--- SOURCE EXTRACT ---

Who do you blame if the big industry in town that has been growing for decades is projected to keep growing but the locals decide to not take advantage of it?
The best universities, community colleges, amazing tool libraries to learn the trades, yet.. all these people who move half way around the world to settle with no credit and hardly any savings to start end up buying a home, yet the locals can’t figure it out. Decade after decade.
> all these people who move half way around the world to settle with no credit and hardly any savings to start end up buying a home, yet the locals can’t figure it out.
That's because it's brain drain on the rest of the world. You're importing some of the world's most educated people in and of course they outcompete the locals.
Are you saying the unis in Santa Cruz are sufficient to raise yourself to millionaire, and the local high schools sufficient to get into those unis? I’m not from the US, genuinely asking. But I have often seen unis have a far-distance preference, just for the social mix, while letting down the locals.
I guess it really depends on how you count your monies, but if you apply yourself at UCSC you can definitely do quite well. At least, that was true for my generation- I graduated from there in '95, missed out on the first tech recession by hiding in grad school, and then eventually moved to industry when I felt educated enough. Since my industry is tech, I've generally been paid well, with an especially profitable stint at Google. Nearly all that money got reinvested (not in housing) and continues to grow quite well.
Realistically, though, everything about CS changed and so now, I don't know that somebody could get a degree from UCSC and even afford to be a grad student or junior programmer here unless they're willing to give up a lot of niceties.
Lots of entrepreneurs got their education at UCSC, but typically they put their companies outside of town (not many employees want to move to town. There are some exceptions...)
Santa Cruz students have no more difficulty getting into UCSC than other parts of the state. But the UC has gotten extremely selective due to the same reason housing is short in Santa Cruz: it's not been properly sized to allow for standard population growth in the US.
I went to UCSC, the Santa Cruz uni, as a California resident that went to high school 30-40 mins north of Santa Cruz, got a BS in computer engineering, and managed to do a couple of years at Google, so I've some money, though they didn't make me a millionaire. They would have if I'd stayed longer though.

--- RECORDS SHOWN ---

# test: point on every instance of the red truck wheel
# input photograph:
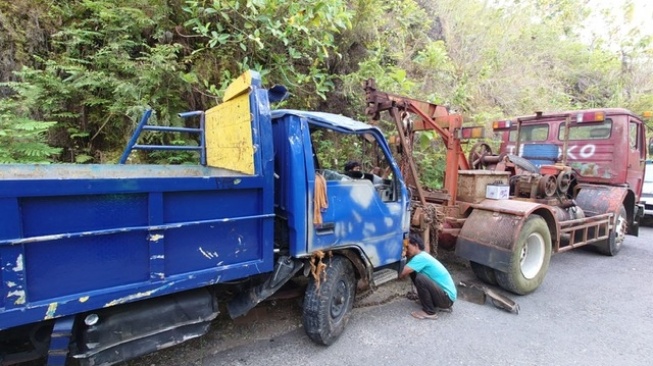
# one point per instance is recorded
(530, 258)
(327, 306)
(616, 238)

---

WHAT TO DO: Pick up the Santa Cruz housing and UCSC discussion after its last sentence and keep it going.

RESPONSE TO THIS TASK:
I mean, if you're saying the locals (a population of what? a million?) should be able to compete with the best and brightest from the entire planet (9 billion?) or move, then I have to disagree.
Most of them are not the best and brightest. The best and brightest get scooped up locally. The people who move are usually just good enough, but they're hungry and willing to work their asses off. That is their edge.
Sources needed. For example, the hottest tech co. paying $1m comp packages, OpenAI. Is leadership from the Bay Area? No, it was the brightest people, from St. Louis, North Dakota, Albania / Canada, Russia / Israel. You can take a look at all the top tech co's and top brass in the Bay Area, it will be like 80% transplants. The brightest didn't start the next best tech co in Missouri or Albania.
Sources needed as to whether they were the brightest people in their home towns / countries when they left or if they became brighter through hard work and learning after arriving to the Bay Area.
Even if they were the brightest, are the thousands of people working at Bay Area companies the brightest from back home? Having worked with quite a few of them, I assure you that there are plenty of brighter people where they come from.
The best universities, community colleges, amazing tool libraries to learn the trades, yet.. all these people who move half way around the world to settle with no credit and hardly any savings to start end up buying a home, yet the locals can’t figure it out. Decade after decade.